- EXERCISE PROMPT
Output every line of text in the records below as a JSON list of strings, one string per line, with blank lines dropped and the pictures left out.

##### DATASET CONTENT

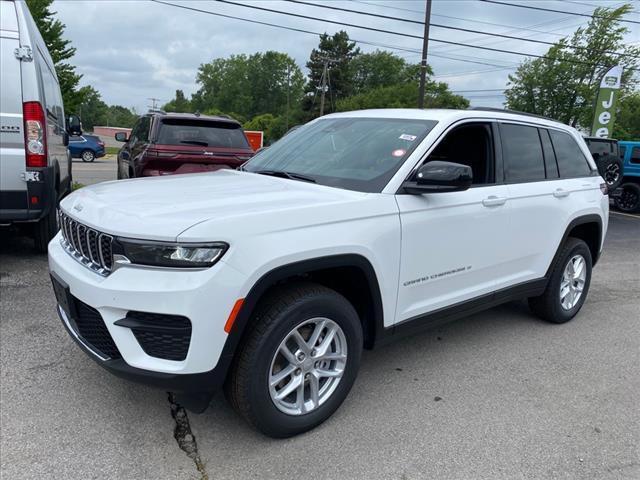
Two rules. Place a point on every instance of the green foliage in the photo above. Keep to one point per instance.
(248, 85)
(339, 51)
(627, 126)
(565, 84)
(60, 49)
(178, 104)
(380, 69)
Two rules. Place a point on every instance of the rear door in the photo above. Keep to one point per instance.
(12, 155)
(548, 178)
(453, 243)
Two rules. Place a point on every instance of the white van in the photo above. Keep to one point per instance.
(35, 165)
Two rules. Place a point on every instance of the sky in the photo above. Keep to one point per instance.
(134, 50)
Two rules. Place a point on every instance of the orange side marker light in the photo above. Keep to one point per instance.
(233, 315)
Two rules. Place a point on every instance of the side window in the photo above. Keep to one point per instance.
(524, 161)
(571, 160)
(550, 164)
(143, 133)
(469, 144)
(135, 131)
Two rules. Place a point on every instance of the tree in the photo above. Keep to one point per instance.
(60, 49)
(249, 85)
(379, 69)
(337, 51)
(93, 110)
(179, 103)
(564, 85)
(627, 126)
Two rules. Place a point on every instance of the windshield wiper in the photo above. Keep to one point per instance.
(195, 142)
(283, 174)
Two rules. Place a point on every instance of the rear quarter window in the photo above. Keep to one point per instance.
(524, 160)
(201, 133)
(571, 161)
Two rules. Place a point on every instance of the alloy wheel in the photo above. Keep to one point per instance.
(307, 366)
(573, 281)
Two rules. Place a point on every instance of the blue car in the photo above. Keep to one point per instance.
(628, 195)
(86, 147)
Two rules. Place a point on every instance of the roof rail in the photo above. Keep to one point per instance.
(516, 112)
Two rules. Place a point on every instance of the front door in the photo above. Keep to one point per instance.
(454, 243)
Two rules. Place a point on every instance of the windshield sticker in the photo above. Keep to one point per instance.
(406, 136)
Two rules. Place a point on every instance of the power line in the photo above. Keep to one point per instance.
(300, 30)
(380, 30)
(447, 27)
(511, 27)
(564, 12)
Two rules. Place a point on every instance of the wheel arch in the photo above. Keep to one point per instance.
(587, 228)
(351, 275)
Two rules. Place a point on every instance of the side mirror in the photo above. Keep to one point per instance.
(437, 176)
(74, 127)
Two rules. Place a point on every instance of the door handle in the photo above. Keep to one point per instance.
(493, 201)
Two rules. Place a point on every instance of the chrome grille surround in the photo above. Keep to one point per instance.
(89, 247)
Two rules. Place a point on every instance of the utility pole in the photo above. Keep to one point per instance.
(154, 101)
(324, 85)
(425, 49)
(288, 94)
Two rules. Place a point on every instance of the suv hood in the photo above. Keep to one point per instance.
(161, 208)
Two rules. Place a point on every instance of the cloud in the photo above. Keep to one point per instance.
(132, 50)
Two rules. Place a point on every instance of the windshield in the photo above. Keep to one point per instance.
(203, 133)
(353, 153)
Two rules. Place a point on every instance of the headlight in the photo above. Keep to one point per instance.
(177, 255)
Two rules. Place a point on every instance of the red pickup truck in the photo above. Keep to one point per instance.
(171, 143)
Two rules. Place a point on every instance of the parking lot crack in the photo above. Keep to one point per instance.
(185, 438)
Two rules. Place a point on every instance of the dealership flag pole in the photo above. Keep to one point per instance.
(605, 111)
(425, 49)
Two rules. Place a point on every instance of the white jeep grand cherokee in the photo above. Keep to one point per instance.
(351, 230)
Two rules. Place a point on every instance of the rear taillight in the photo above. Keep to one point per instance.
(35, 134)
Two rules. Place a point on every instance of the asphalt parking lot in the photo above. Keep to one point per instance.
(497, 395)
(100, 170)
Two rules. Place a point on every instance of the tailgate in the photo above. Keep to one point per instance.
(12, 156)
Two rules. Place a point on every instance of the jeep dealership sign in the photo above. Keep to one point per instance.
(605, 112)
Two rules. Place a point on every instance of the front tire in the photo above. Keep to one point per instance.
(299, 361)
(568, 284)
(610, 169)
(87, 156)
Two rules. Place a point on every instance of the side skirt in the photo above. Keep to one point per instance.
(448, 314)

##########

- RESPONSE TO THE EXERCISE
[
  "Two rules. Place a point on every instance of the green foliage in the photo above. Keep to one point per instance.",
  "(248, 85)",
  "(339, 51)",
  "(627, 126)",
  "(565, 84)",
  "(60, 49)",
  "(178, 104)",
  "(380, 69)",
  "Two rules. Place a point on every instance of the rear door in the photo above. Keep to one point per instance.",
  "(12, 155)",
  "(548, 178)",
  "(453, 243)",
  "Two rules. Place a point on every instance of the white van in the photo above. Keep to one point per instance.",
  "(35, 165)",
  "Two rules. Place a point on every instance of the sky in the photo above. Keep to one point per instance.",
  "(134, 50)",
  "Two rules. Place a point on every instance of the orange side marker light in the photo above. Keep to one point per instance.",
  "(233, 315)",
  "Two rules. Place a point on every instance of the side window in the photo above. Keep to one point per instance.",
  "(524, 161)",
  "(571, 160)",
  "(550, 164)",
  "(143, 133)",
  "(469, 144)",
  "(135, 131)",
  "Two rules. Place a point on every instance of the tree in the photo above. Keep to one point per instance.",
  "(60, 49)",
  "(249, 85)",
  "(379, 69)",
  "(337, 51)",
  "(93, 110)",
  "(179, 103)",
  "(564, 85)",
  "(627, 126)",
  "Two rules. Place a point on every instance of the windshield wiper in the photo above. Keep to one point per instance.",
  "(195, 142)",
  "(283, 174)",
  "Two rules. Place a point on every instance of the rear quarter window in the photo above. Keep to one point per instance.",
  "(524, 160)",
  "(201, 133)",
  "(571, 161)",
  "Two rules. Place a point on every instance of the alloy wheel in the photo above. Keep to one point per instance.",
  "(307, 366)",
  "(573, 281)",
  "Two rules. Place a point on every instance of the blue car in the photo above. Keep to one point per instance.",
  "(628, 195)",
  "(86, 147)",
  "Two rules. Place a point on every instance of the roof rail in the photo above. Keep to one point per instance.",
  "(516, 112)",
  "Two rules. Place a point on every instance of the front door in the photo above. Keep to one point per instance.",
  "(454, 243)",
  "Two rules. Place a point on every instance of the windshield sticker in the photo above. Keep to one point per instance.",
  "(406, 136)",
  "Two rules. Place a point on every instance of the power line in the photo above. Keep to one point per instance.",
  "(300, 30)",
  "(380, 30)",
  "(447, 27)",
  "(511, 27)",
  "(564, 12)",
  "Two rules. Place a point on every instance of the wheel arch in the photo above. Keep to one point per instance.",
  "(587, 228)",
  "(351, 275)",
  "Two rules. Place a point on every instance of the side mirror in the photo above. Keep to one point per instance.",
  "(437, 176)",
  "(74, 127)",
  "Two rules. Place a point on every instance of the door handle in the photo above. Keep to one point per instance.",
  "(493, 201)",
  "Two rules. Place a point on every instance of the chrome grille surround in the photo above. Keep to one point per instance.",
  "(89, 247)",
  "Two rules. Place a point on every instance of the utility pole in the photo above. Keep to one point per instance.",
  "(154, 101)",
  "(324, 85)",
  "(425, 49)",
  "(288, 94)",
  "Two rules. Place a point on every instance of the suv hood in the photo above. Keep to one point per instance.",
  "(161, 208)",
  "Two rules. Place a point on every instance of the cloud in the photo above. Keep to one point per instance.",
  "(132, 50)",
  "Two rules. Place a point on every instance of the windshield in the photo above. Keep to one point per instance.",
  "(203, 133)",
  "(353, 153)",
  "Two rules. Place a point on every instance of the headlight in the photo above. Keep to one point per instance.",
  "(177, 255)",
  "Two rules. Place a point on every instance of the red pickup truck in the photo above. Keep to one point per instance.",
  "(171, 143)",
  "Two rules. Place a point on every instance of the parking lot crack in the photo above. Keep to one point per instance.",
  "(185, 438)",
  "Two rules. Place a point on every instance of the dealership flag pole in the photo above. Keep to one point per instance.",
  "(605, 111)",
  "(425, 49)",
  "Two rules. Place a point on every instance of the white jeep grand cherokee in the photo above. Keep to one point per instance.",
  "(351, 230)",
  "Two rules. Place a point on every instance of the rear taillight in the photo above. Keep to one point per instance.",
  "(35, 134)",
  "Two rules. Place a point on every instance of the asphalt parking lot in the photo above. Keep to one point per instance.",
  "(497, 395)",
  "(100, 170)",
  "Two rules. Place a point on every instance of the tailgate in the photo above. Keep to one point per instance.",
  "(12, 156)",
  "Two rules. Place a point on every instance of the jeep dealership sign in the photo above. Keep to one point per instance.",
  "(605, 112)",
  "Two rules. Place a point on every instance of the front tire in the photo above. Keep to one point per instance.",
  "(299, 361)",
  "(568, 284)",
  "(610, 169)",
  "(87, 156)",
  "Two rules. Place a point on every instance of the side skirt in the photo above. Keep to one point per instance.",
  "(448, 314)"
]